EXTRACT TO READ »

The Feature Selection workflow (see Figure 8) applies feature selection techniques to the output of Feature Engineering: either using RandomForest variable importance, or randomised Lasso probability of inclusion. The AutoML Orchestrator naturally assigns a RandomForest stability selection to subsequent tree ML algorithms, and a randomised Lasso one to subsequent elastic-net Logistic Regression algorithms. In Figure 8, each of the two strategy branches output by Feature Engineering is further split into two branches for each feature selection method.
Figure 8. Example of generated Feature Selection workflow
The Modeling workflow (see Figure 9) handles the predictive-modeling phase. The modeling operators (elastic-net regularised Logistic Regression, Random Forest and Gradient Boosted Tree) each perform an internal hyper-parameter optimization implementing the open-source Spark MLlib. The resulting models are exported onto the output workspace in the Team Studio Analytics Model (.am) format (see examples in Figure 3). There is one output .am workfile per feature engineering strategy and ML algorithm type, representing the best model of each kind after hyperparameter optimization.

DATASET CONTENT »
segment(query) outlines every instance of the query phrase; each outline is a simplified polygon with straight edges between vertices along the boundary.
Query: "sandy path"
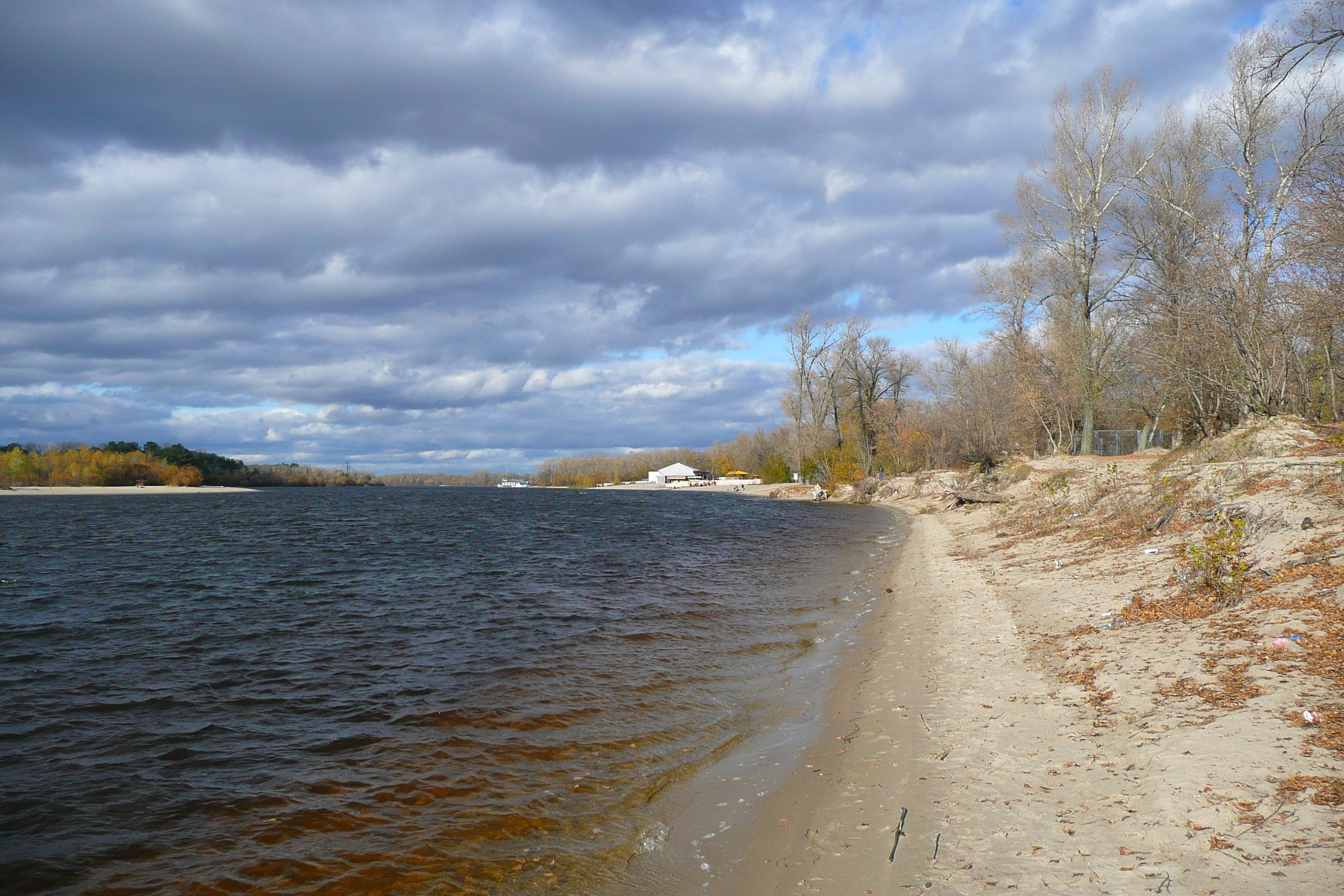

SHORT TASK A » In the AutoML workflow excerpt, can you update the passage between "The Feature Selection" and "feature selection method.", inclusive, so that "RandomForest" becomes "Random Forest"?
SHORT TASK B » What comes next in the AutoML workflow excerpt after its final sentence?

RIGHT ANSWER A »
The Feature Selection workflow (see Figure 8) applies feature selection techniques to the output of Feature Engineering: either using Random Forest variable importance, or randomised Lasso probability of inclusion. The AutoML Orchestrator naturally assigns a Random Forest stability selection to subsequent tree ML algorithms, and a randomised Lasso one to subsequent elastic-net Logistic Regression algorithms. In Figure 8, each of the two strategy branches output by Feature Engineering is further split into two branches for each feature selection method.

RIGHT ANSWER B »
Figure 9. Example of generated Modeling workflow
At the end of the Modeling flow, all the different models that were generated are scored against the Testing dataset, and a model leaderboard is produced, sorted by the resulting accuracy (but displaying a number of other metrics as well). Once the AutoML Orchestrator has finished running, and the generating workflow has completed, the user can click on the Orchestrator icon to see a complete report of the AutoML, with details on all phases and models, and links to the individual generated workflows, as shown in Figure 10. Note that the additional Text Feature Engineering Flow Summary tab will only be present when the dataset contains text variables.
Figure 10. Example of AutoML Orchestrator results
Figures 11-14 show examples of the details that can be seen when clicking on Text Feature Engineering Flow Summary, Feature Engineering Variable Category, Feature Engineering Summary, and Model Leaderboard respectively.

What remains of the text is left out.